### Supplied passage

Juvenile arthritis, also known as juvenile idiopathic arthritis, is not one condition but a group of related autoimmune conditions that occur for unknown reasons in children and adolescents. In autoimmune conditions, the body’s immune system attacks healthy cells instead of protecting them from disease or infection.
The most common forms of juvenile arthritis, all of which cause chronic, or long-term, inflammation and pain in the joints and other parts of the body, are categorized according to the symptoms they cause.
Oligoarticular arthritis is the most common and mildest form of juvenile arthritis. Children with oligoarticular arthritis develop inflammation and swelling in a few of the larger joints, such as the knees, ankles, and wrists. Many children with this condition also develop uveitis, an inflammation of the middle layer of the eye, which includes the iris. Uveitis usually causes no symptoms but can lead to vision problems over time.
Although symptoms are not usually severe, oligoarticular arthritis can slow a child’s growth and cause joint damage if not detected and treated promptly. Oligoarticular arthritis is more common in girls than in boys.
Polyarticular arthritis affects many joints throughout the body, including small joints in the hands and feet and large joints, such as knees, hips, and ankles. Symptoms of this condition, which is more common in girls, are similar to those of adult rheumatoid arthritis.
Children with polyarticular arthritis who also are found to have rheumatoid factor in their blood—an antibody that signals the body to attack its own tissues—are more likely to have symptoms throughout adulthood and develop joint damage.
Systemic arthritis, also called Still’s disease, affects boys and girls equally. The condition often begins with a high fever and a pink rash on the body, arms, and legs. Joint inflammation, which usually develops within the first six months after the fever, doesn’t always occur at the onset of this condition.

### Entries supplied
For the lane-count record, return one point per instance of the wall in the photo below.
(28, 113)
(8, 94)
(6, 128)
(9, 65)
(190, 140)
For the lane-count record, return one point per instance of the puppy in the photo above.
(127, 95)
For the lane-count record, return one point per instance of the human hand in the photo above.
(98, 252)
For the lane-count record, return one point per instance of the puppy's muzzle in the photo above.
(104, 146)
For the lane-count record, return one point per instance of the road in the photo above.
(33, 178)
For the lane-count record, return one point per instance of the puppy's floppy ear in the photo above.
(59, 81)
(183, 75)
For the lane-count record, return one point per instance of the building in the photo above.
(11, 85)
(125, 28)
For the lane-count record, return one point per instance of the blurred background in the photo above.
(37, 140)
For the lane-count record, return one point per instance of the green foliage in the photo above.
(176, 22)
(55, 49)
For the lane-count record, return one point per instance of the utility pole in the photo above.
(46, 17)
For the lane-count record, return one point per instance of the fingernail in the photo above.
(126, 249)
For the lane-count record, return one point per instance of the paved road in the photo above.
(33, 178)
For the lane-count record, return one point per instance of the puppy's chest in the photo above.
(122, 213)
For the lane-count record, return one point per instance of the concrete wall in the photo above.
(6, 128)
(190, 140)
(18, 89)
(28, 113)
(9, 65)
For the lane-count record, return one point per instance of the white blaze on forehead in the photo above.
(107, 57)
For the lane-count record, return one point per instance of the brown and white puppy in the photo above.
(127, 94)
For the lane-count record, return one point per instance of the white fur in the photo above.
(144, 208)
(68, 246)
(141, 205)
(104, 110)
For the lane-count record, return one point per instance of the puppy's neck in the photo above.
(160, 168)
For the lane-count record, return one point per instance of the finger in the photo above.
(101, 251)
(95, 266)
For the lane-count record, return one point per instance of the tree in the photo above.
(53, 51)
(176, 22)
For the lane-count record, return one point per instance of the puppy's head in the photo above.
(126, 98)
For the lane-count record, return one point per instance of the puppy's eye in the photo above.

### Task requirements
**1)** Using the passage on juvenile arthritis, explain why oligoarticular arthritis should be detected and treated promptly even though its symptoms are usually not severe. Answer in one to three sentences.
**2)** In the passage on juvenile arthritis, what other name is given for systemic arthritis?
**3)** Continue the passage on juvenile arthritis from where it stops.

### Responses by item number
**1)** If oligoarticular arthritis is not detected and treated promptly, it can slow a child's growth and cause joint damage.

**2)** Still's disease.

**3)**
Children with severe systemic arthritis may also develop inflammation in and around organs, such as the heart, lungs, liver, gastrointestinal tract, spleen, and lymph nodes, which can cause chest pain, breathing problems, abdominal pain, and fatigue. In some instances, children with systemic arthritis may be unable to form new blood cells in the bone marrow.
Some children with juvenile arthritis develop enthesitis, which is an inflammation that occurs at the point where the tendons and ligaments—flexible bands of soft tissue—connect to the bones of the ankles, feet, and spine. Children with this form of arthritis may also have some joint swelling.
Enthesitis-related arthritis is more common in boys and tends to affect joints in the spine and hip. The most severe forms of this condition are known as spondyloarthritis, a group of arthritis conditions, including ankylosing spondylitis, that can cause pain and inflammation in the joint that connects the hip bones to the spine.
Children with psoriatic arthritis have psoriasis—an autoimmune condition that causes a red, scaly skin rash and pitted fingernails—and inflammation in the joints. Some children with this condition experience the symptoms of psoriasis first, whereas others first experience joint inflammation. Psoriatic arthritis is more common in children who have a family history of psoriasis.